▶ **TASK PROMPT**: Retype, character for character, the part of the entries below that opens with the line containing "spot paved walkway | bbox" and closes with the line containing "(75, 136), (319, 550)". Include both of those lines.

▶ **SUPPLIED DATA**:

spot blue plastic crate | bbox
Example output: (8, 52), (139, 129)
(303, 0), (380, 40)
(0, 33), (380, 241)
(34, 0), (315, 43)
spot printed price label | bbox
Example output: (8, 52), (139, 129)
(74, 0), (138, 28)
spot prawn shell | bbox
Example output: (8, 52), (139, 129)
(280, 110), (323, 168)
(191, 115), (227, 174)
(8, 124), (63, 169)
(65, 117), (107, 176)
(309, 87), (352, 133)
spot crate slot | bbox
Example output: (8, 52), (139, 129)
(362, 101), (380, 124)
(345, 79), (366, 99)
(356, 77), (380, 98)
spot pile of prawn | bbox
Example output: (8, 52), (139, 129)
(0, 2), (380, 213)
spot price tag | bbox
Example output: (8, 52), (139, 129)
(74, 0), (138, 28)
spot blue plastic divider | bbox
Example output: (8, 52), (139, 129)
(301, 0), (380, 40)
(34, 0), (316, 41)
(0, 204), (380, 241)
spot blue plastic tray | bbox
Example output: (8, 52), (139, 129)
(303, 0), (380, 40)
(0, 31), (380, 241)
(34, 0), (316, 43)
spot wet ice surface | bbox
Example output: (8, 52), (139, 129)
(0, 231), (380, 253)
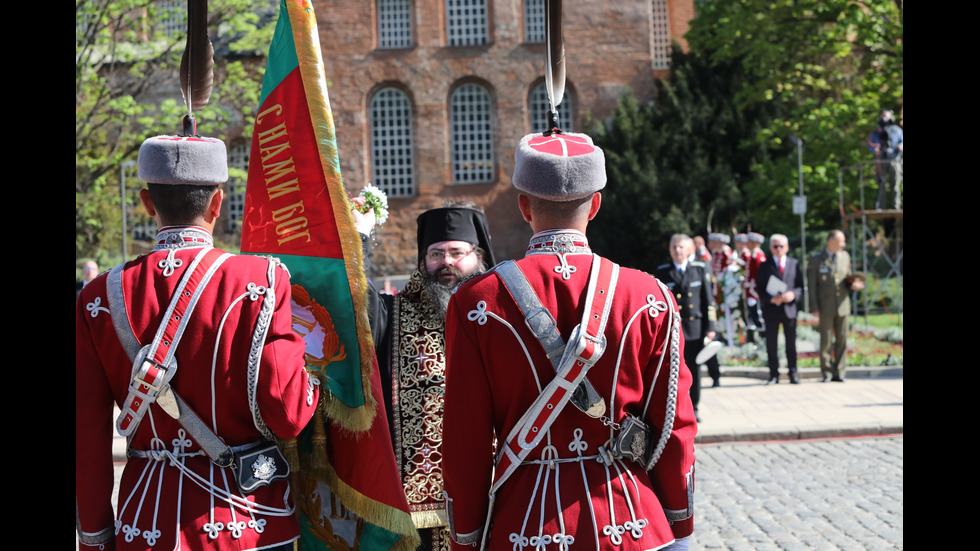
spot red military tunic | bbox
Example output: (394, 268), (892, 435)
(443, 230), (697, 550)
(75, 226), (319, 550)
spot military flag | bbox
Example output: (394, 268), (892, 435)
(242, 0), (418, 551)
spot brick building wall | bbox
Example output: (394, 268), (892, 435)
(314, 0), (694, 277)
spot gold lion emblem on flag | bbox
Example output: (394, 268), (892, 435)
(292, 285), (347, 369)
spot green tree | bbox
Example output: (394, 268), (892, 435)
(75, 0), (277, 266)
(685, 0), (904, 231)
(592, 46), (778, 271)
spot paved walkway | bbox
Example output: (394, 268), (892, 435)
(697, 367), (904, 443)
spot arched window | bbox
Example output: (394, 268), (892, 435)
(449, 83), (494, 184)
(225, 140), (251, 232)
(378, 0), (412, 50)
(446, 0), (489, 46)
(524, 0), (545, 43)
(370, 87), (415, 197)
(528, 82), (575, 132)
(650, 0), (670, 69)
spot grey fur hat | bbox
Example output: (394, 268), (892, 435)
(138, 136), (228, 186)
(708, 232), (732, 245)
(514, 132), (606, 201)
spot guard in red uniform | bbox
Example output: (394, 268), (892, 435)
(75, 132), (319, 550)
(443, 131), (697, 550)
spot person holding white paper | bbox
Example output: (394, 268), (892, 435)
(758, 233), (803, 385)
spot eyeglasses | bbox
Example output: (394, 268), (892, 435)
(425, 249), (474, 262)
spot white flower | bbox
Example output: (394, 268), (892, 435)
(360, 184), (388, 226)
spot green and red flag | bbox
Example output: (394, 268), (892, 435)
(242, 0), (418, 551)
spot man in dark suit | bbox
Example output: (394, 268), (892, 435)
(758, 233), (803, 385)
(654, 233), (715, 421)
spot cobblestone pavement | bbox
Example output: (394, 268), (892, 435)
(691, 436), (904, 551)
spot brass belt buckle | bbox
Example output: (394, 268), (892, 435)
(613, 415), (650, 465)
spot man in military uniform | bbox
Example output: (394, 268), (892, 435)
(654, 233), (716, 421)
(443, 131), (697, 551)
(352, 203), (494, 551)
(807, 230), (864, 383)
(75, 136), (319, 550)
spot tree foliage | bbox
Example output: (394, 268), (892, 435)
(75, 0), (275, 265)
(590, 0), (904, 270)
(685, 0), (904, 233)
(593, 47), (778, 271)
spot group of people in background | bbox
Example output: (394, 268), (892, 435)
(676, 224), (864, 396)
(76, 114), (863, 551)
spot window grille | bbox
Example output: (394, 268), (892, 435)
(370, 88), (415, 197)
(449, 83), (494, 184)
(524, 0), (545, 42)
(157, 0), (187, 38)
(225, 141), (251, 232)
(529, 82), (575, 132)
(378, 0), (412, 49)
(446, 0), (488, 46)
(650, 0), (670, 69)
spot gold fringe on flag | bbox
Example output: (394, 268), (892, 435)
(286, 1), (378, 432)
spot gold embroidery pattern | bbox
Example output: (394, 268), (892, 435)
(391, 271), (446, 528)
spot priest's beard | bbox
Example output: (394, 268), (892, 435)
(422, 261), (487, 322)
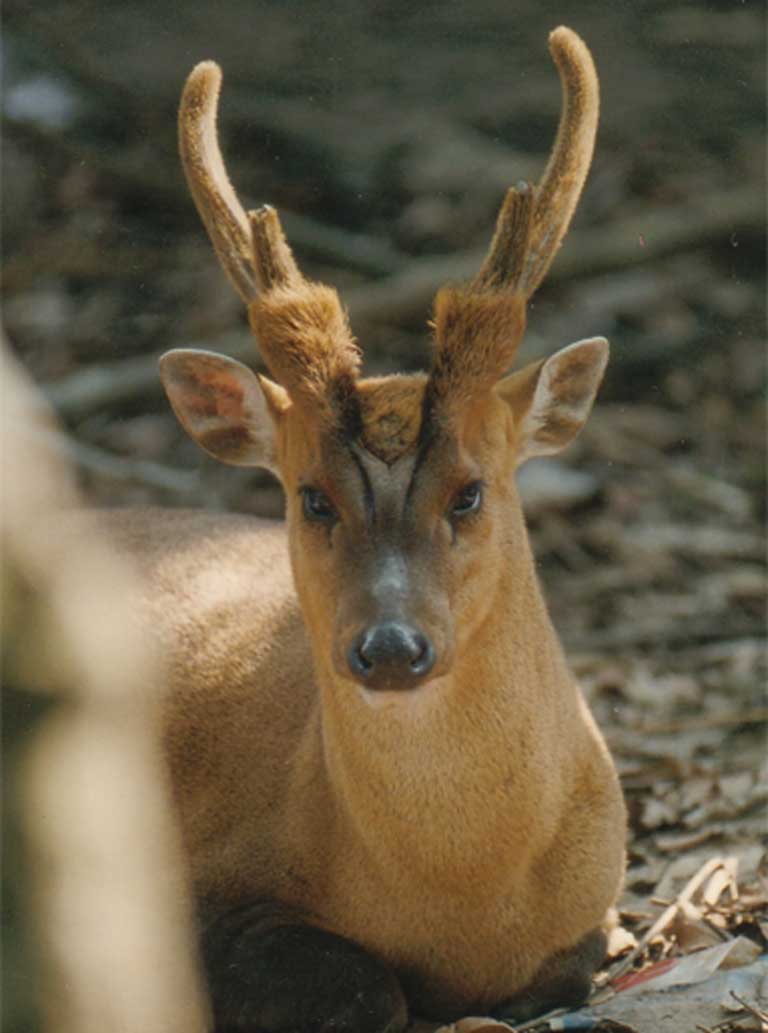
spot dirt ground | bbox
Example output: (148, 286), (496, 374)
(2, 0), (768, 1031)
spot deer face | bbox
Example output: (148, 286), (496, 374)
(162, 339), (607, 690)
(161, 29), (607, 690)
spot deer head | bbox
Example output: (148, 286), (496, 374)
(161, 27), (608, 690)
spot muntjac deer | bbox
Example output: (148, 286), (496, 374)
(104, 28), (625, 1033)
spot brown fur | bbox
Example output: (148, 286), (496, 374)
(103, 367), (623, 1016)
(248, 280), (361, 424)
(112, 29), (624, 1022)
(430, 287), (525, 412)
(357, 374), (427, 464)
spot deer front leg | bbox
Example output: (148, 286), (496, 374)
(201, 901), (407, 1033)
(493, 929), (606, 1023)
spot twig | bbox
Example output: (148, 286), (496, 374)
(345, 186), (763, 325)
(39, 431), (199, 495)
(608, 857), (725, 983)
(729, 990), (768, 1028)
(631, 707), (768, 735)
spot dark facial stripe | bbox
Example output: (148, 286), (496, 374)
(403, 415), (435, 514)
(347, 445), (376, 523)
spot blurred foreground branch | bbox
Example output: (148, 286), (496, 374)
(2, 340), (207, 1033)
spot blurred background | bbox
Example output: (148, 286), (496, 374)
(2, 0), (768, 1031)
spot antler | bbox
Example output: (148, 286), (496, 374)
(179, 61), (360, 418)
(428, 26), (600, 411)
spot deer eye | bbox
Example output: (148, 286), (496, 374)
(451, 480), (483, 517)
(300, 488), (338, 522)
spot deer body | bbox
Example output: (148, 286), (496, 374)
(113, 29), (624, 1033)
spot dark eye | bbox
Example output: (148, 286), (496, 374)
(451, 480), (483, 517)
(301, 488), (338, 521)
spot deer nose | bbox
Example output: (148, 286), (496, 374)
(347, 621), (435, 689)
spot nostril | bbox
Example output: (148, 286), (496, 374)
(346, 636), (373, 678)
(410, 632), (435, 678)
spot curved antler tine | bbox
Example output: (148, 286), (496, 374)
(520, 25), (600, 298)
(471, 182), (535, 291)
(248, 205), (304, 290)
(179, 61), (258, 305)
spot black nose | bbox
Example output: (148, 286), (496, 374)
(347, 621), (435, 689)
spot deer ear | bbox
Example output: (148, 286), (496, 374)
(160, 348), (289, 476)
(496, 337), (608, 466)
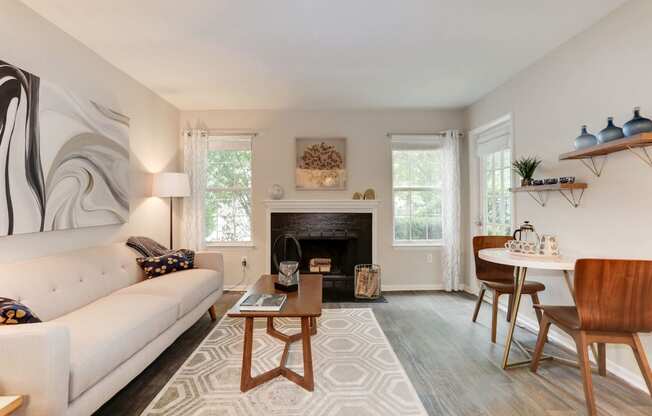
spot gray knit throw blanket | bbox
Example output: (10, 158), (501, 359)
(127, 237), (170, 257)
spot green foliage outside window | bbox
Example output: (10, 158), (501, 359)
(204, 150), (251, 242)
(392, 149), (442, 242)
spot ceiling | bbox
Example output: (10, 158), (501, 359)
(23, 0), (625, 110)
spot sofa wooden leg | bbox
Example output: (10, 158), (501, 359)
(208, 305), (217, 322)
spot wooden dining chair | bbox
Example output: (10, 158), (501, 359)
(473, 235), (546, 343)
(530, 259), (652, 416)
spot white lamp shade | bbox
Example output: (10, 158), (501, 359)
(152, 172), (190, 198)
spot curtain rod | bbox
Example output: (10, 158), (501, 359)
(387, 132), (446, 137)
(183, 128), (258, 137)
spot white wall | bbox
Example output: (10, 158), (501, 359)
(181, 110), (463, 289)
(466, 0), (652, 386)
(0, 0), (179, 262)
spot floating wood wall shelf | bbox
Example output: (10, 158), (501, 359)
(509, 182), (588, 208)
(559, 133), (652, 177)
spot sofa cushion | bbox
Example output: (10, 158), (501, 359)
(136, 251), (194, 278)
(115, 269), (222, 318)
(53, 294), (179, 401)
(0, 243), (143, 322)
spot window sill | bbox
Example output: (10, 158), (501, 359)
(206, 241), (256, 248)
(392, 241), (444, 250)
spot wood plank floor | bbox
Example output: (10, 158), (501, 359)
(95, 292), (652, 416)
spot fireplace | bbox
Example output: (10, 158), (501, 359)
(267, 201), (377, 301)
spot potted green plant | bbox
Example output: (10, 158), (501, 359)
(512, 156), (541, 186)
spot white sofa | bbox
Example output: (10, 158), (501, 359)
(0, 243), (223, 416)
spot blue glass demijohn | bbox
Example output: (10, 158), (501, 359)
(575, 126), (598, 150)
(623, 107), (652, 137)
(598, 117), (625, 143)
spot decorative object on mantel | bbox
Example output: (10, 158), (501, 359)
(355, 264), (380, 299)
(575, 125), (598, 150)
(512, 156), (541, 186)
(559, 132), (652, 177)
(268, 183), (285, 201)
(0, 61), (129, 236)
(623, 107), (652, 137)
(598, 117), (625, 144)
(295, 138), (346, 190)
(364, 188), (376, 201)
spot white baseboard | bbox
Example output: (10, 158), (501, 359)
(224, 285), (250, 292)
(466, 287), (648, 394)
(224, 284), (466, 292)
(382, 284), (444, 292)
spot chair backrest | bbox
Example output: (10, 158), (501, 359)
(473, 235), (514, 282)
(575, 259), (652, 333)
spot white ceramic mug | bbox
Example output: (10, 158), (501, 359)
(539, 234), (559, 256)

▶ **WORKED SOLUTION**:
spot paved walkway | bbox
Example output: (394, 268), (892, 435)
(697, 367), (904, 443)
spot arched window | bbox
Example output: (394, 268), (892, 435)
(449, 83), (494, 184)
(225, 140), (251, 232)
(378, 0), (412, 50)
(446, 0), (489, 46)
(524, 0), (545, 43)
(370, 87), (415, 197)
(528, 82), (575, 132)
(650, 0), (670, 69)
spot grey fur hat | bbox
Example output: (394, 268), (892, 435)
(138, 136), (228, 186)
(708, 232), (732, 245)
(514, 132), (606, 201)
spot guard in red uniform | bbox
Example output: (394, 268), (892, 435)
(75, 132), (319, 550)
(443, 131), (697, 550)
spot person holding white paper | bbox
Example output: (394, 268), (892, 435)
(758, 233), (803, 385)
spot eyeglasses | bbox
Example output: (394, 268), (892, 435)
(425, 249), (474, 262)
spot white flower | bbox
Example output: (394, 268), (892, 435)
(360, 184), (388, 226)
spot green and red flag | bbox
Example output: (394, 268), (892, 435)
(242, 0), (418, 551)
spot man in dark suit | bbox
Example output: (394, 268), (892, 435)
(758, 233), (803, 385)
(654, 233), (715, 421)
spot cobblestone pavement | bbox
Example output: (394, 268), (892, 435)
(691, 436), (904, 551)
spot brass belt buckle | bbox
Example output: (394, 268), (892, 435)
(613, 415), (650, 465)
spot man in military uniform | bbox
Example output: (394, 268), (892, 435)
(654, 233), (716, 421)
(443, 131), (697, 551)
(352, 203), (494, 551)
(807, 230), (864, 383)
(75, 136), (319, 550)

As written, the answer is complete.